[Point labeling data based on photos]
↓
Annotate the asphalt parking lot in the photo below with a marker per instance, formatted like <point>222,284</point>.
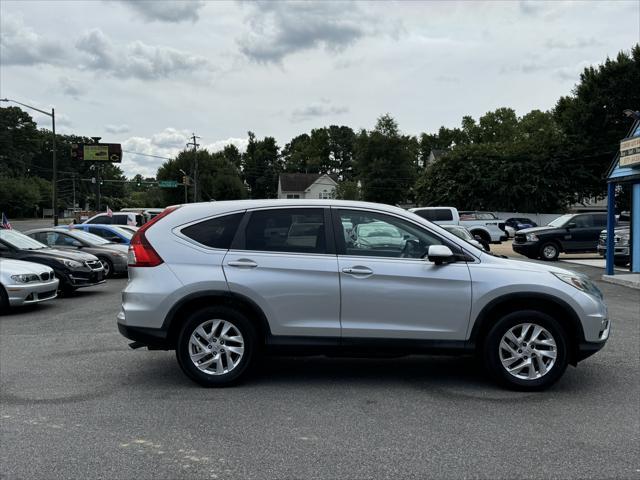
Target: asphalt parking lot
<point>76,402</point>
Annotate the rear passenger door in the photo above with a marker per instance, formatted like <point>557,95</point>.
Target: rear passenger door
<point>284,260</point>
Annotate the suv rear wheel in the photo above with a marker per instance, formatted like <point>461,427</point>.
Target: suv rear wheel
<point>526,350</point>
<point>549,251</point>
<point>215,346</point>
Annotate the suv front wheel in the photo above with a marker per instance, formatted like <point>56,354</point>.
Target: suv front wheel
<point>526,350</point>
<point>215,346</point>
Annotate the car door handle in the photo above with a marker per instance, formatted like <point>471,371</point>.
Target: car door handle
<point>357,270</point>
<point>242,263</point>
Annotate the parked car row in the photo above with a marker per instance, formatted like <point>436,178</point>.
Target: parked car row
<point>39,264</point>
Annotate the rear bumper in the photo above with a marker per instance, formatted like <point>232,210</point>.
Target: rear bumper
<point>151,337</point>
<point>529,249</point>
<point>586,349</point>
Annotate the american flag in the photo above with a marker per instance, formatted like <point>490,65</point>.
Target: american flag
<point>5,222</point>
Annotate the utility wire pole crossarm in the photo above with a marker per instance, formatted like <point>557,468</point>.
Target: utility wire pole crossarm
<point>54,180</point>
<point>195,166</point>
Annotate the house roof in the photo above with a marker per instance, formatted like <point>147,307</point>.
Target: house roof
<point>299,182</point>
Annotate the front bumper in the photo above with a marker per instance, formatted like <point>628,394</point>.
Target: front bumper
<point>26,294</point>
<point>85,277</point>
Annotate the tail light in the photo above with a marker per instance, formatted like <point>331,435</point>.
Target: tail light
<point>141,253</point>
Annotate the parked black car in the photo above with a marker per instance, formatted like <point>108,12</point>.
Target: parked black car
<point>573,233</point>
<point>113,256</point>
<point>73,269</point>
<point>520,223</point>
<point>621,247</point>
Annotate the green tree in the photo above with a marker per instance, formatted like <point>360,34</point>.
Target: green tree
<point>385,163</point>
<point>261,166</point>
<point>591,118</point>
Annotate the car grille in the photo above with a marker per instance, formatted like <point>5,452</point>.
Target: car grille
<point>94,265</point>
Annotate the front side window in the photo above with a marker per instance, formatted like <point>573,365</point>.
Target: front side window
<point>379,235</point>
<point>296,230</point>
<point>216,232</point>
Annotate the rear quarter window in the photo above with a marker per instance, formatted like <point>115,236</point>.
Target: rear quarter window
<point>216,232</point>
<point>436,214</point>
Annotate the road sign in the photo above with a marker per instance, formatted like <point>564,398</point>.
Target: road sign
<point>168,183</point>
<point>97,152</point>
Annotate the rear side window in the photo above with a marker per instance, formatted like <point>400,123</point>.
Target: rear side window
↑
> _EXERCISE_: Reproduce every item above word for word, omitting the pictures.

> _TASK OUTPUT_:
Annotate the asphalt parking lot in the photo below with a marker per instance, formatted like <point>222,284</point>.
Target: asphalt parking lot
<point>76,402</point>
Annotate the rear passenger door in the photo above with a marker per instance, formatted like <point>557,95</point>.
Target: rear passenger door
<point>284,260</point>
Annotate the suv rear wheel in the photo above with a marker per instance, formatted like <point>461,427</point>.
Target: suv rear wheel
<point>526,350</point>
<point>549,251</point>
<point>215,346</point>
Annotate the suv front wheel in the photo above with a marker per instance, formatted like <point>56,354</point>.
Target: suv front wheel
<point>526,350</point>
<point>215,346</point>
Annotate the car door handle in the photo above with a marker per instance, formatted like <point>471,371</point>.
Target: car door handle
<point>357,270</point>
<point>242,263</point>
Annotate the parked car row in the photo above with a marker per instance, formatted like <point>436,178</point>.
Target: parked car row
<point>39,264</point>
Annotate the rear bumper in the photo above with a marker per instance, formatted like <point>232,210</point>.
Target: rear bumper
<point>151,337</point>
<point>529,249</point>
<point>586,349</point>
Annotate the american flag in the photo above with a marker per instance, formatted like <point>490,65</point>.
Target: american flag
<point>5,222</point>
Annotate the utility wire pole crossarm in the photo above with a marker per instance, formatted like <point>557,468</point>.
Target: utility wire pole crossarm
<point>54,180</point>
<point>195,166</point>
Annotate the house roof in the photo above with a marker per instance, formatted like <point>147,307</point>.
Target: house roof
<point>299,182</point>
Annotate the front bumper in the photo above with a marker per instance, formatted like <point>628,394</point>.
Target: front bumper
<point>26,294</point>
<point>85,277</point>
Annotate the tail light in the photo above with a marker per instance, formatted like <point>331,435</point>.
Target: tail light
<point>141,253</point>
Annotate the parked black car in the photo above with a marker per instance, formatted like <point>108,12</point>.
Target: parked black car
<point>573,233</point>
<point>113,256</point>
<point>73,269</point>
<point>520,223</point>
<point>621,247</point>
Annotate the green tree in the photo above with a marker per instance, formatted like <point>360,34</point>.
Target: green tree
<point>385,163</point>
<point>261,166</point>
<point>591,118</point>
Annotate the car grille in the photo above with a marker per instance, formatted like <point>5,452</point>.
Target: car grille
<point>94,265</point>
Annotate the front side window in the photo above with a marker per instance, formatted like <point>573,365</point>.
Target: front side window
<point>379,235</point>
<point>296,230</point>
<point>216,232</point>
Annotate the rear quarter window in the photo above with a marker per instance, formatted like <point>115,236</point>.
Target: rear quarter window
<point>216,232</point>
<point>436,214</point>
Annotate the road sign in the photo above with a marker per instance, formatted like <point>564,398</point>.
Target: road sign
<point>168,183</point>
<point>97,152</point>
Annotate the rear side window in the photo above with a marker per instance, formatted like <point>400,123</point>.
Target: rear side window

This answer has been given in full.